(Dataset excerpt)
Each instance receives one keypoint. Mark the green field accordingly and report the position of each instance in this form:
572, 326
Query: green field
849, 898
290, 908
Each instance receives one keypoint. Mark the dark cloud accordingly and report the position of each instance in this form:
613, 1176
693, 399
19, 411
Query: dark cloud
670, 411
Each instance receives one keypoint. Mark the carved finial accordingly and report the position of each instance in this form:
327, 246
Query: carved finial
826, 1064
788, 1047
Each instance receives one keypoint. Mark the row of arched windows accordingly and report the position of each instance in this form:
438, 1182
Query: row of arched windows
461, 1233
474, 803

#### [GIVEN REQUEST]
Extract verbatim every line from the one containing "Each instance receives one keypoint. Mark the row" through the final line of the entries, both ends included.

#### [SOLUTION TO THIS TASK]
Each instance receives one keypoint. Mark the row of arched windows accordingly and report the position of each instance in this form:
438, 1182
Query: row of arched windows
461, 1233
474, 803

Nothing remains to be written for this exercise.